▸ Exercise details:
Can you copy, word for word, everything in the listing below from the line containing "Practice step: label each instance of the pink" down to the line containing "(1144, 595)", including both of those lines?
— Begin Supplied material —
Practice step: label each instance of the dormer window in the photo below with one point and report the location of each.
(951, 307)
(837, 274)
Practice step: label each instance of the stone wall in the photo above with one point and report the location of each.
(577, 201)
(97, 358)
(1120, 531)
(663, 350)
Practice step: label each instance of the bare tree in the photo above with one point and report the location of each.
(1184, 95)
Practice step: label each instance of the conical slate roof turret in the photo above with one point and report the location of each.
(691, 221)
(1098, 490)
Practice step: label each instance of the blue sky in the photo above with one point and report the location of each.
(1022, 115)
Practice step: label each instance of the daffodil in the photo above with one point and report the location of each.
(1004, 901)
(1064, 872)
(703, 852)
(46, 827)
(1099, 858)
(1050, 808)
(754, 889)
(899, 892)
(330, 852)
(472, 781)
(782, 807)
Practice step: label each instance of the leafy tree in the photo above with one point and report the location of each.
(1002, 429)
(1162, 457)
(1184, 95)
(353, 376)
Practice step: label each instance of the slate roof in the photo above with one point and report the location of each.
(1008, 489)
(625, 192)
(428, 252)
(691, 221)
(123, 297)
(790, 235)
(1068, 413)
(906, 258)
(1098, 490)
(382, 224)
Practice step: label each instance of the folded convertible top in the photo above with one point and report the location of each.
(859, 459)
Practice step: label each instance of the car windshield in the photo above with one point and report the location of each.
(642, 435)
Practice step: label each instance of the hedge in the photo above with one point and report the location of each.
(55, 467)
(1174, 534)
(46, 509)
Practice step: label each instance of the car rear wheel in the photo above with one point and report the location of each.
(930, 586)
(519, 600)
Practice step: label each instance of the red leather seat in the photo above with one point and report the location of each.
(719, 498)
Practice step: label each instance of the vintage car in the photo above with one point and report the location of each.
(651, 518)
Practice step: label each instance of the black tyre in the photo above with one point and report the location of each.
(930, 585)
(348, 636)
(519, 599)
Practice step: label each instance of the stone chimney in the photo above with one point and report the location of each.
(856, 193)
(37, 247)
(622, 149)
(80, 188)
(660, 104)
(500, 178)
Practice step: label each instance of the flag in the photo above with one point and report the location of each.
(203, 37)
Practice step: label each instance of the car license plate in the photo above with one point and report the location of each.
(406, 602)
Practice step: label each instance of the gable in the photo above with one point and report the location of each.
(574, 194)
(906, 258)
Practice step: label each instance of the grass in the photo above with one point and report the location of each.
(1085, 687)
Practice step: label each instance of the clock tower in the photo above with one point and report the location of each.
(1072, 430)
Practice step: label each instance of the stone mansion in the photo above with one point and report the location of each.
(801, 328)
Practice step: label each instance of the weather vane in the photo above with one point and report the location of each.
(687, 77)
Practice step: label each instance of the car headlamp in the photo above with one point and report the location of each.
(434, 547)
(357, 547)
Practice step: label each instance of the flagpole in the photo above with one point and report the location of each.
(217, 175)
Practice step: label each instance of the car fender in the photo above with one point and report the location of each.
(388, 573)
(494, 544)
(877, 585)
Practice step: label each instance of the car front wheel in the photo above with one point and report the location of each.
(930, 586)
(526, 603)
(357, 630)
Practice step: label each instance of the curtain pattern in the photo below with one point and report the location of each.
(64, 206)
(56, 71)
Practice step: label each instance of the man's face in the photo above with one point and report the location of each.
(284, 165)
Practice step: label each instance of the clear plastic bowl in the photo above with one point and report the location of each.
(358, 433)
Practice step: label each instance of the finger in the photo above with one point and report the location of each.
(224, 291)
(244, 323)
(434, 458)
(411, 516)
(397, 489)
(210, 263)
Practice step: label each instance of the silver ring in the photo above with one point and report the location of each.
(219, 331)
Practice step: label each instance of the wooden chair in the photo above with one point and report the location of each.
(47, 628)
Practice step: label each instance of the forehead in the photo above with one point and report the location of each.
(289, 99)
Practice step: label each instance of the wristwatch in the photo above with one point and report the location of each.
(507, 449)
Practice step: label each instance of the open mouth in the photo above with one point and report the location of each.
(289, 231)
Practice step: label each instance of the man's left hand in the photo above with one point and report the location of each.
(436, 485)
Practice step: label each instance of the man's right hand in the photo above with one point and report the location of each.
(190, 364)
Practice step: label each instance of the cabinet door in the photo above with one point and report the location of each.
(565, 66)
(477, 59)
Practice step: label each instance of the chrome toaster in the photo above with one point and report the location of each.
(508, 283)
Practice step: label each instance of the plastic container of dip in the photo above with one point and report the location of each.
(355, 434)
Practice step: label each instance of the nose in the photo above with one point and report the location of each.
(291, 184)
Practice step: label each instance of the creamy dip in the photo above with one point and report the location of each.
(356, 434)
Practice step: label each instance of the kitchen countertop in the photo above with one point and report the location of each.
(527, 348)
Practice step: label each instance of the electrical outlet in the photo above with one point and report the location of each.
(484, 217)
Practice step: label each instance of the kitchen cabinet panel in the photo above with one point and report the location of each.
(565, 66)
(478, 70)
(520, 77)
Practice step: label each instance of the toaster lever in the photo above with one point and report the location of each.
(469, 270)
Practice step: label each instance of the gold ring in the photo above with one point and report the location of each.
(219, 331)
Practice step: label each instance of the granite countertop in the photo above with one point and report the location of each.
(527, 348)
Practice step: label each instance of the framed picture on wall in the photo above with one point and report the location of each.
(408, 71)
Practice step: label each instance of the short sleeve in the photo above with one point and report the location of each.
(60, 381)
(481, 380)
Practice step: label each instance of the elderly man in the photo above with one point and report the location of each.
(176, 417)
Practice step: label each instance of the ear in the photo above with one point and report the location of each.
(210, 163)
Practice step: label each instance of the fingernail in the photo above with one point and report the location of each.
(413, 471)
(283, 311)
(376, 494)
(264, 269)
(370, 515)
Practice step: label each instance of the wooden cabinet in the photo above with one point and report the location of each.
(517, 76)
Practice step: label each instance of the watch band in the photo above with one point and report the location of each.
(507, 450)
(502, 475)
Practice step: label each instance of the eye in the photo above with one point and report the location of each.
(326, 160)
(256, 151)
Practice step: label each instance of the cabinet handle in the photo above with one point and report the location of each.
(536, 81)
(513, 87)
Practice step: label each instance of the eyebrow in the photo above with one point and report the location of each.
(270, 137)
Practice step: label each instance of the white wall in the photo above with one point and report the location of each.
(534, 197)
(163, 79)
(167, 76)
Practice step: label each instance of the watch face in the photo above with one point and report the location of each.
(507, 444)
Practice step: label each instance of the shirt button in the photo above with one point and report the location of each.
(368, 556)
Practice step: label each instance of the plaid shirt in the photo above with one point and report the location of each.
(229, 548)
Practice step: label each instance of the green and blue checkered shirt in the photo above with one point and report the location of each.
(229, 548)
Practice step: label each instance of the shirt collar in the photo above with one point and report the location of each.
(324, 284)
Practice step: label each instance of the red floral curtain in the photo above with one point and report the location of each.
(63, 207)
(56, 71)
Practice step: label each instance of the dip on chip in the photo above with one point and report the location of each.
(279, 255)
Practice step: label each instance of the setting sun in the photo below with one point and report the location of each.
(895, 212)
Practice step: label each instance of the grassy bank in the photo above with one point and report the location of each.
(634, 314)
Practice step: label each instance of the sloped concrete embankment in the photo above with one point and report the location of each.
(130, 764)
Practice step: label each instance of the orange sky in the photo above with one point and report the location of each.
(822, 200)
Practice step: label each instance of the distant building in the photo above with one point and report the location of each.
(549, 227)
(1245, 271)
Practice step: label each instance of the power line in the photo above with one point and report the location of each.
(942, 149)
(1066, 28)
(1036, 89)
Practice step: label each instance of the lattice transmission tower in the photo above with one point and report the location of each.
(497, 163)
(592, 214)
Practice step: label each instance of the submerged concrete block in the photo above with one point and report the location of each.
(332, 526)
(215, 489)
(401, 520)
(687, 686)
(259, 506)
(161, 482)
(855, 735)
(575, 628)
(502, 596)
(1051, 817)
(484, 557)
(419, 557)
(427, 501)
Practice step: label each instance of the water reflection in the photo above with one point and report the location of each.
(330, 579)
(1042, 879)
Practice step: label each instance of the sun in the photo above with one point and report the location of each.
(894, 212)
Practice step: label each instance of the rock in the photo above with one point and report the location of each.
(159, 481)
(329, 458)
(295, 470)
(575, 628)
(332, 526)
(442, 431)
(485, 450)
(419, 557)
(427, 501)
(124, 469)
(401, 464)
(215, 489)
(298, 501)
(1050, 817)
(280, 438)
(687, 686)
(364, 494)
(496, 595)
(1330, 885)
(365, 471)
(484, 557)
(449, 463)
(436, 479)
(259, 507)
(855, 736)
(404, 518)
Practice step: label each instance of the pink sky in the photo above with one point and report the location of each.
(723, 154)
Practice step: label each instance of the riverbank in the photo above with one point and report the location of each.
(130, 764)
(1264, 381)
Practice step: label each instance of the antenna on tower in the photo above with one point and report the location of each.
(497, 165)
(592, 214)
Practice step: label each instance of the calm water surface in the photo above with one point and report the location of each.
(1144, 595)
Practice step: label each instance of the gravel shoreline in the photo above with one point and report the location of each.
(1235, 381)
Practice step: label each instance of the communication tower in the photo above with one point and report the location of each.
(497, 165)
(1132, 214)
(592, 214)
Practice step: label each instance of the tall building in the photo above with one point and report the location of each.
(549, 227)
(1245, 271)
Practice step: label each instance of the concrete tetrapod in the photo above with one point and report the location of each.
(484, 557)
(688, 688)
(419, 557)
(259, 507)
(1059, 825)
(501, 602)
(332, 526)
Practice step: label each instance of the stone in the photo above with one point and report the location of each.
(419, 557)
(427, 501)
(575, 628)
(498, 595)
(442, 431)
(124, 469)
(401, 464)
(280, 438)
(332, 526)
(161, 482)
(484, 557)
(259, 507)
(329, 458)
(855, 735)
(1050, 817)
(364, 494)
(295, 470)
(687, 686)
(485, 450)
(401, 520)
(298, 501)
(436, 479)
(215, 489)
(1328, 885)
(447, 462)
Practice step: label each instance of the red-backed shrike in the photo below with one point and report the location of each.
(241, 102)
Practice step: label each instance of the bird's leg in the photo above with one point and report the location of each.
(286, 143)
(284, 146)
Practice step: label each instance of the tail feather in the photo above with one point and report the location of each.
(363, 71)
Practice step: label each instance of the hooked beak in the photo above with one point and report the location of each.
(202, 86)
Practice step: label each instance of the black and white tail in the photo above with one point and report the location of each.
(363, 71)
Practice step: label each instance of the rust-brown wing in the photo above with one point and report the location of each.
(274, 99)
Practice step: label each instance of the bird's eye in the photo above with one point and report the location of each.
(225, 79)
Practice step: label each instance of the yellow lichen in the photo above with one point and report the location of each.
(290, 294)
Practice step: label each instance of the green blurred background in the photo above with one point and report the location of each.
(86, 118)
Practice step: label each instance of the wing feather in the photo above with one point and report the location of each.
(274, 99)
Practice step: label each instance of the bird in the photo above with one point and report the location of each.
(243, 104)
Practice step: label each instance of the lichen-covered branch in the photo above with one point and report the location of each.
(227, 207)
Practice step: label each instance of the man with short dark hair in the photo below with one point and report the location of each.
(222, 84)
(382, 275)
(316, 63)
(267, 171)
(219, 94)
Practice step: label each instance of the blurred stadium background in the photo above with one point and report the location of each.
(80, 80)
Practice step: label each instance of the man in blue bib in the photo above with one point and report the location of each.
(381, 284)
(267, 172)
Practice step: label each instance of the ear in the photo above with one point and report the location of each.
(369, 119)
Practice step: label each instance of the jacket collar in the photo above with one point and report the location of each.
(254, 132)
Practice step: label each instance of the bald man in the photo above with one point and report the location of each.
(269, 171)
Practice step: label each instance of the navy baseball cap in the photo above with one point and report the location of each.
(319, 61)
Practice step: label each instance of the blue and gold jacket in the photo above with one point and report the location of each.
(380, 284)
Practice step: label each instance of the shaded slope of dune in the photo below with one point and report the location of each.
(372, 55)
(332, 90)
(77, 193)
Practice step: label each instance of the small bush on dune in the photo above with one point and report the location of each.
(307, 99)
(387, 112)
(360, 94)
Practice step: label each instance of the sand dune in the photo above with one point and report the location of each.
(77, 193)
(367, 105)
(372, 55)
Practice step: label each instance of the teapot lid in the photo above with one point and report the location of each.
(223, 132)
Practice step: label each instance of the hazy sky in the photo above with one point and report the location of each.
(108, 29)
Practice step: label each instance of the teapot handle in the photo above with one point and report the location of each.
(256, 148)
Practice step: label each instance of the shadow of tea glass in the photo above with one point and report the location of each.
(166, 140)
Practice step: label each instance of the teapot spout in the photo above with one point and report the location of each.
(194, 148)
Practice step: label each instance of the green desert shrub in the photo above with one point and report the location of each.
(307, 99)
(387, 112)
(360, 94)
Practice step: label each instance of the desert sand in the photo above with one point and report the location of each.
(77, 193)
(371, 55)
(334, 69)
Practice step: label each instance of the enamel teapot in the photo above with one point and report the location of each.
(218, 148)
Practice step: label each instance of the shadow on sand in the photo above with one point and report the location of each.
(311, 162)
— End Supplied material —
▸ Solution:
Practice step: label each instance of the pink sky in the photo above with one point and report the location of each.
(723, 154)
Practice step: label each instance of the riverbank in the photo above with one point and report the location of each.
(130, 764)
(1264, 381)
Practice step: label each instance of the antenna on tower in the photo above with one point and report the location of each.
(497, 165)
(592, 214)
Practice step: label each instance of the calm water surface in the photo above with one point and report the location of each.
(1144, 595)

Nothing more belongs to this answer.